◆ **Your objective**: Look for the word "necktie" in the entries below, then copy every line that has it.

**** Raw data

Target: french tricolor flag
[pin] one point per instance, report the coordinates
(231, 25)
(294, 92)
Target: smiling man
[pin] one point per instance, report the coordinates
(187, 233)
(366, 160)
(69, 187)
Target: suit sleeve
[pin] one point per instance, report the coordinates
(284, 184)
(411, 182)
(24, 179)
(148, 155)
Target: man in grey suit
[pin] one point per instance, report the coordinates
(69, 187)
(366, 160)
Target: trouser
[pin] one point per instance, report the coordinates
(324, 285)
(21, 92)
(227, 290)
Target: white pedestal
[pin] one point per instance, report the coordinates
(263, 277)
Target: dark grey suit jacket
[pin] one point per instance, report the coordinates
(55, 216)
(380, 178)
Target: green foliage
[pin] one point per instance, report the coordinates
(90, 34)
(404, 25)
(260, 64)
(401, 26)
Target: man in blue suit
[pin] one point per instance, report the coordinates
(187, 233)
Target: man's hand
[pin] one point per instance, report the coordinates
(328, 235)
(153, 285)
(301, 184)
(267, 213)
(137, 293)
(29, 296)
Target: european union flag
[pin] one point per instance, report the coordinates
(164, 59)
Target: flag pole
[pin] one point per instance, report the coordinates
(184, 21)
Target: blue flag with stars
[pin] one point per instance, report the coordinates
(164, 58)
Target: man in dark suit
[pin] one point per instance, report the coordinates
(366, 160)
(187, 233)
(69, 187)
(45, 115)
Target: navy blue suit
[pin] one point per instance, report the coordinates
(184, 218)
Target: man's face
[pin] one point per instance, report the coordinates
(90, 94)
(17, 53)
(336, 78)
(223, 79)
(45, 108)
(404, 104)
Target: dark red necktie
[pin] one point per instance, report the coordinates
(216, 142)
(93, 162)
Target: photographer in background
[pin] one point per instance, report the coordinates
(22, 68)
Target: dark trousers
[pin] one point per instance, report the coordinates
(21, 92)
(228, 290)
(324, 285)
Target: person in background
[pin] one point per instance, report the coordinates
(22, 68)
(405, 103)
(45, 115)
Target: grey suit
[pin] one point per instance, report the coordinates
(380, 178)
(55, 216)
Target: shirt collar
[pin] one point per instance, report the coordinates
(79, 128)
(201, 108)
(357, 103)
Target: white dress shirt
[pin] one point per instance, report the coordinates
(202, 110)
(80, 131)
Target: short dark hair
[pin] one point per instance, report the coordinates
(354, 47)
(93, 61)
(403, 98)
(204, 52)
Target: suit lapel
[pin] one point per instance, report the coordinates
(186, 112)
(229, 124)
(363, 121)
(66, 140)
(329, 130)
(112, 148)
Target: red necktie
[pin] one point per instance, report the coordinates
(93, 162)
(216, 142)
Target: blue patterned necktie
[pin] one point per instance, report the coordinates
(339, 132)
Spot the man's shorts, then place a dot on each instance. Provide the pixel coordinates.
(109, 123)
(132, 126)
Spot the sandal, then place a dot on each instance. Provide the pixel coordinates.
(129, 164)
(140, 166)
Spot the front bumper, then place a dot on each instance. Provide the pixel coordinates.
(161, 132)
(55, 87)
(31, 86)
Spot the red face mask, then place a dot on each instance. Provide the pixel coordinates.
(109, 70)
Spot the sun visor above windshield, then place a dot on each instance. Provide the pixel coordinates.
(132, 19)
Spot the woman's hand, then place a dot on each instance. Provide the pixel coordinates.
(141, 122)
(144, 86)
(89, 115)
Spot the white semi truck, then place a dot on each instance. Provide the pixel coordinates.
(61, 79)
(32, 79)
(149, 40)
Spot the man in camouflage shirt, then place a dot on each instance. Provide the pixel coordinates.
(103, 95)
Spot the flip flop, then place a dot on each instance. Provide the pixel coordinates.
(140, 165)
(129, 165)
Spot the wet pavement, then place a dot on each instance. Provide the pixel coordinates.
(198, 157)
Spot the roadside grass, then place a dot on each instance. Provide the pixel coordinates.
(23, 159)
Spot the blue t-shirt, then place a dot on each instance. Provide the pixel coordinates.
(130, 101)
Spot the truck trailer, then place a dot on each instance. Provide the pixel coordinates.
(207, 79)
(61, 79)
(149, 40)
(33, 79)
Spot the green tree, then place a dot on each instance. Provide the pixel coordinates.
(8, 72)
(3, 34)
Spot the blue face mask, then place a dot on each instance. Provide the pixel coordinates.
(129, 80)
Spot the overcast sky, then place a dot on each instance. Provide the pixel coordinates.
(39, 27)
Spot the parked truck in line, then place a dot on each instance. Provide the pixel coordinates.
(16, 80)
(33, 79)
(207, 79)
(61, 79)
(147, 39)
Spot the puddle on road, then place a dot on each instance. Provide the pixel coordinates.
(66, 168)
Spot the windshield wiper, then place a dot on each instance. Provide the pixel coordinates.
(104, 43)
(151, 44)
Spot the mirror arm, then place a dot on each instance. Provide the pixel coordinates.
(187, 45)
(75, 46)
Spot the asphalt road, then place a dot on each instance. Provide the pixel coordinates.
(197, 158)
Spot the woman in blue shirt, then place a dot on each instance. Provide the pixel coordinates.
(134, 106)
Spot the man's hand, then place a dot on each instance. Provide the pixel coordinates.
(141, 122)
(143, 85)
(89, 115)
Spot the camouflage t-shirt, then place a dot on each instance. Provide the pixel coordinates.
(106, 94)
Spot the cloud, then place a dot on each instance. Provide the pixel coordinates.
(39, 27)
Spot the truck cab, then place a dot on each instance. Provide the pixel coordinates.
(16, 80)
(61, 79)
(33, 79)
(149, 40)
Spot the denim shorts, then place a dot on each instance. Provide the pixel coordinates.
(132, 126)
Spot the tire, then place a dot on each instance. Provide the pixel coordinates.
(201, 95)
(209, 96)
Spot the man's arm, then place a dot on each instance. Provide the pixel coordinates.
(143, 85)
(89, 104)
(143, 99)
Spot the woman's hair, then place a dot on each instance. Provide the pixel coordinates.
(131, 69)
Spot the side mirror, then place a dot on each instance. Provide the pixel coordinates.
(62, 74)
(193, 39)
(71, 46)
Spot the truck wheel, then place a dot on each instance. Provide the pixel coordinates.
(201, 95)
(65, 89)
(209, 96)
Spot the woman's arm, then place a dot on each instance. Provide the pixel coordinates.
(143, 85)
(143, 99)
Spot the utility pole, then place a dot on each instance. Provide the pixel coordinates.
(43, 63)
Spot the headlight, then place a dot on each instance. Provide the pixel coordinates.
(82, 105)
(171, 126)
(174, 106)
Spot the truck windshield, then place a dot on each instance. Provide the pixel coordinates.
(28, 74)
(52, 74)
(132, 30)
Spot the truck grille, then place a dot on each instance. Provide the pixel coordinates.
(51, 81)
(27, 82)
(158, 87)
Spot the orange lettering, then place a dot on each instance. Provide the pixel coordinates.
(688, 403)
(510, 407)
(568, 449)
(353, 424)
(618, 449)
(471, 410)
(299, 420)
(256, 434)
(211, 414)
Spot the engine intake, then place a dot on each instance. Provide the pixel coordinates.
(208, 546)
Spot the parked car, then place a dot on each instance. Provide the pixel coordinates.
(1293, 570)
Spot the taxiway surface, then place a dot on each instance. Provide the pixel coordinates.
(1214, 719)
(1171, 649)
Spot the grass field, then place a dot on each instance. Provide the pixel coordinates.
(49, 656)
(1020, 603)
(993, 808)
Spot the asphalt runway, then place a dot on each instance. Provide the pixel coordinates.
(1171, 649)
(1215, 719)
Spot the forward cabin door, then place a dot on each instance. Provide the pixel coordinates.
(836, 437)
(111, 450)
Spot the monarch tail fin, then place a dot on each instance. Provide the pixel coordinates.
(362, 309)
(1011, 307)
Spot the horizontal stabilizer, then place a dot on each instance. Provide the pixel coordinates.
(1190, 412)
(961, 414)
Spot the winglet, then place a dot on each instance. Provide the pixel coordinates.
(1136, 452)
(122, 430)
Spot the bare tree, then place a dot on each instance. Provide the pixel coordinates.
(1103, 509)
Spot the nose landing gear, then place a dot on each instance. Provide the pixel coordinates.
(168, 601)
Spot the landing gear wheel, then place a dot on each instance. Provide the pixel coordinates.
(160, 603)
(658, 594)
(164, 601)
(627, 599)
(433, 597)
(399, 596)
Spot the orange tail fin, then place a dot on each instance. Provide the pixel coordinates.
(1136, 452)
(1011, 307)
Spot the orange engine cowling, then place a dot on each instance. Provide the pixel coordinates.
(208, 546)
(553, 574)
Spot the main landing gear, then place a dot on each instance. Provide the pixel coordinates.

********
**** Raw data

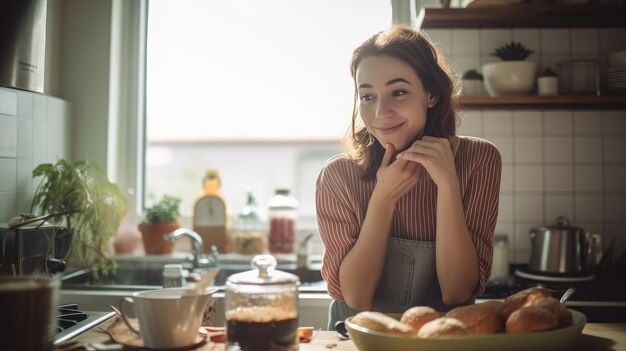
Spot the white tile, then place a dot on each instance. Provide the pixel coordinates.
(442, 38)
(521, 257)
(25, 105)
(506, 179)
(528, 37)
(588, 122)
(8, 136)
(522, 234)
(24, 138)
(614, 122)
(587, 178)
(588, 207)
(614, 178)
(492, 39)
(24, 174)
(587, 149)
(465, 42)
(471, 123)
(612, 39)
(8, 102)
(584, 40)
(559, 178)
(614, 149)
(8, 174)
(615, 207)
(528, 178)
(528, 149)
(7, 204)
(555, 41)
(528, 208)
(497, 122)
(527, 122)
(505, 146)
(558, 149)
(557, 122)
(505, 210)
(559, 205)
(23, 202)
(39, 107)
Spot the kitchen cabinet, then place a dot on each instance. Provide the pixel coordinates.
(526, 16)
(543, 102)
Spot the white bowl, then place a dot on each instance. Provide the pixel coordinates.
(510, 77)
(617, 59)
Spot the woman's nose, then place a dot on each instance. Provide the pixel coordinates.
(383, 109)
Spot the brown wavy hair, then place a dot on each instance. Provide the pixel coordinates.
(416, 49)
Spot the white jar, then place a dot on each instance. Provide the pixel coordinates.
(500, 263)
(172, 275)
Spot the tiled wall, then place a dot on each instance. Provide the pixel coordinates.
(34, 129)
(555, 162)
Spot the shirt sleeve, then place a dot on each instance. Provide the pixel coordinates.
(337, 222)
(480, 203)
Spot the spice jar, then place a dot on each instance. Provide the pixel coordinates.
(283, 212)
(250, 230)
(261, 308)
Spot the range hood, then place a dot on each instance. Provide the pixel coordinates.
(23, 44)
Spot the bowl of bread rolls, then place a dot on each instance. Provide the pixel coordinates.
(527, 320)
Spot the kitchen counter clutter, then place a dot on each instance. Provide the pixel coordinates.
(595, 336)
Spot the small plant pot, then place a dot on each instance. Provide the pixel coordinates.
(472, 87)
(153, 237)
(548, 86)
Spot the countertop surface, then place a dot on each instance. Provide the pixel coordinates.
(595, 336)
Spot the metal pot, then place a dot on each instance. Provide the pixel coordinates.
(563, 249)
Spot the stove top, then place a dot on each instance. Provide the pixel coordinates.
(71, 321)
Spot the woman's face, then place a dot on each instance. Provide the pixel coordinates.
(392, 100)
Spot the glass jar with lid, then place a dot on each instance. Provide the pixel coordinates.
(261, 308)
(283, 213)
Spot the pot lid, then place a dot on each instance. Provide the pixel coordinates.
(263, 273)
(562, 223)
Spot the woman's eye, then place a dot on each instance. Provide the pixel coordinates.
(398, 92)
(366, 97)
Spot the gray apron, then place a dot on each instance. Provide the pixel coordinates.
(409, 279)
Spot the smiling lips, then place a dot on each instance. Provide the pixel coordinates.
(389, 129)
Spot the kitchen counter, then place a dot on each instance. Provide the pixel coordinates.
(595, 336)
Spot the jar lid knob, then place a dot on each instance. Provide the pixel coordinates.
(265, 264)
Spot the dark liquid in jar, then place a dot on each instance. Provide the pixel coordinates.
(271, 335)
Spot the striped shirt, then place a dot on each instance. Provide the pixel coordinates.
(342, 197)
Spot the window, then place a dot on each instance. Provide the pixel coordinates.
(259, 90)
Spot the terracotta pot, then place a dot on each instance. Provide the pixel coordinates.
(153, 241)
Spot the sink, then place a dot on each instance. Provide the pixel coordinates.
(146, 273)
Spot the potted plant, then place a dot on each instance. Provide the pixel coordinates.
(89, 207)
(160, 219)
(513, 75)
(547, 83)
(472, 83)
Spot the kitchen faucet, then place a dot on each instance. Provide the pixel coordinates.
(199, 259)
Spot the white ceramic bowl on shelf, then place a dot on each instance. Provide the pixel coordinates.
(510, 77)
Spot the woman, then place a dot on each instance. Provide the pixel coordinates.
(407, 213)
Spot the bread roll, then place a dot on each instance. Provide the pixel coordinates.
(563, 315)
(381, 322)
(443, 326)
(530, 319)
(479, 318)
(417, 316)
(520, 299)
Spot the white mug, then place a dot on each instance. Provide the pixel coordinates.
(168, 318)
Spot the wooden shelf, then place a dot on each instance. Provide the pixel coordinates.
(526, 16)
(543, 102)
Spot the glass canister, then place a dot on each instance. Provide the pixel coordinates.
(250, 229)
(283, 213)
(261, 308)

********

◆ **Exercise response**:
Target: dark red necktie
Target: red necktie
Target: blue patterned necktie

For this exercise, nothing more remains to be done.